## Extracted entries:
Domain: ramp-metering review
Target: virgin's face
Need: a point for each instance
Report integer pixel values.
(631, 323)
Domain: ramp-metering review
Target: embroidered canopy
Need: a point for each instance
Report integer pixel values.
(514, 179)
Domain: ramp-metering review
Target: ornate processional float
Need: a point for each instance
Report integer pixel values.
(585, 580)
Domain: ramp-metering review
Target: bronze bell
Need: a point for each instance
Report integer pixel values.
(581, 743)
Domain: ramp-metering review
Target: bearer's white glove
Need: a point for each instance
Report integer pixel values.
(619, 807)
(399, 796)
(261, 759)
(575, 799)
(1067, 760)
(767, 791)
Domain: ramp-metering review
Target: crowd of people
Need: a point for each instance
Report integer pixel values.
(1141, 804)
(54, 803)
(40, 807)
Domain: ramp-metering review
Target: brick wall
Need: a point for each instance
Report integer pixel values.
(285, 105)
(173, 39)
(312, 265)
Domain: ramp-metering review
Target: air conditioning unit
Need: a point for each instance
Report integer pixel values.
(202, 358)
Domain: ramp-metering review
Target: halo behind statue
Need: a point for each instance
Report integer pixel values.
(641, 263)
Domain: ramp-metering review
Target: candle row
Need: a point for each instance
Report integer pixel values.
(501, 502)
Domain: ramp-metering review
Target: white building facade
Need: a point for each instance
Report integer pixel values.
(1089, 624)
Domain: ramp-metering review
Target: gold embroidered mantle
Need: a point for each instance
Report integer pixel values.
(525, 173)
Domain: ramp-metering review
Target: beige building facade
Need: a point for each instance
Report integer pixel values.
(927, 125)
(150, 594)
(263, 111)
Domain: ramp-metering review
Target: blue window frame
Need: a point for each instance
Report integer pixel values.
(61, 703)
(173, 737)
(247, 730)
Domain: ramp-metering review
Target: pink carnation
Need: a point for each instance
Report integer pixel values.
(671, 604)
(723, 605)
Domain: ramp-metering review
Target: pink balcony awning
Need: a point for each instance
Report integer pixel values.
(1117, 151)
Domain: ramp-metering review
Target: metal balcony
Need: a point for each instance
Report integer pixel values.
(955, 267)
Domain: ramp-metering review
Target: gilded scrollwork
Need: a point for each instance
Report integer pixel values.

## Set task:
Recast all of the rows above as a single numbered list, leaving out any blank lines.

## Correct output:
1. Domain: ramp-metering review
2. Target: virgin's face
3. Need: a point for each instance
4. Report integer pixel values.
5. (631, 323)
6. Domain: ramp-metering review
7. Target: embroidered canopy
8. Need: a point for each instance
9. Report integer pixel values.
10. (514, 179)
11. Domain: ramp-metering review
12. Target: ornate processional float
13. Need: a point for each instance
14. Report integer pixel values.
15. (585, 580)
16. Domain: ramp-metering review
17. Target: bronze bell
18. Need: a point for each instance
19. Report integer pixel values.
20. (581, 743)
21. Domain: ramp-metering review
22. Target: bearer's white glove
23. Need: a point for each instance
24. Report integer pixel values.
25. (619, 807)
26. (399, 796)
27. (261, 759)
28. (575, 799)
29. (1067, 760)
30. (767, 791)
31. Domain: ramp-metering review
32. Target: crowd of people
33. Need: a point for each instance
34. Report integer pixel values.
35. (1141, 804)
36. (54, 803)
37. (40, 807)
38. Domain: ramp-metering review
39. Target: brick wall
40. Need: a point for each instance
41. Report integer pixel values.
42. (285, 105)
43. (173, 39)
44. (312, 265)
45. Domain: ramp-metering review
46. Target: air conditioning unit
47. Need: a point for each instance
48. Report integer pixel values.
49. (202, 358)
50. Domain: ramp-metering review
51. Target: halo behind statue
52. Need: a point for each instance
53. Report integer pixel values.
54. (641, 263)
55. Domain: ramp-metering review
56. Target: candle row
57. Need: a point for each instance
58. Report integer pixel values.
59. (501, 502)
60. Domain: ramp-metering review
61. Target: white building facade
62. Need: a point for each instance
63. Report integer pixel values.
64. (1089, 624)
65. Domain: ramp-metering review
66. Target: gold embroidered mantle
67. Need: a point for each instance
68. Report integer pixel values.
69. (525, 173)
70. Domain: ramp-metering review
71. Target: beige building facade
72. Need: a point for each instance
73. Report integer pixel values.
74. (927, 125)
75. (150, 594)
76. (263, 111)
77. Domain: ramp-metering review
78. Target: blue window frame
79. Need: a point for each instance
80. Report integer pixel values.
81. (61, 703)
82. (173, 737)
83. (247, 730)
84. Domain: ramp-metering review
85. Target: pink carnation
86. Need: a point for each instance
87. Report integer pixel values.
88. (671, 604)
89. (723, 605)
90. Domain: ramp-metering review
91. Target: pink balcony awning
92. Need: a point for each instance
93. Report integer pixel values.
94. (1117, 151)
95. Domain: ramp-metering review
96. Target: metal balcony
97. Need: a point for each instance
98. Report integer pixel values.
99. (955, 267)
100. Domain: ramp-metering review
101. Target: gilded scrollwork
102. Need: a point for each instance
103. Report integer pixel values.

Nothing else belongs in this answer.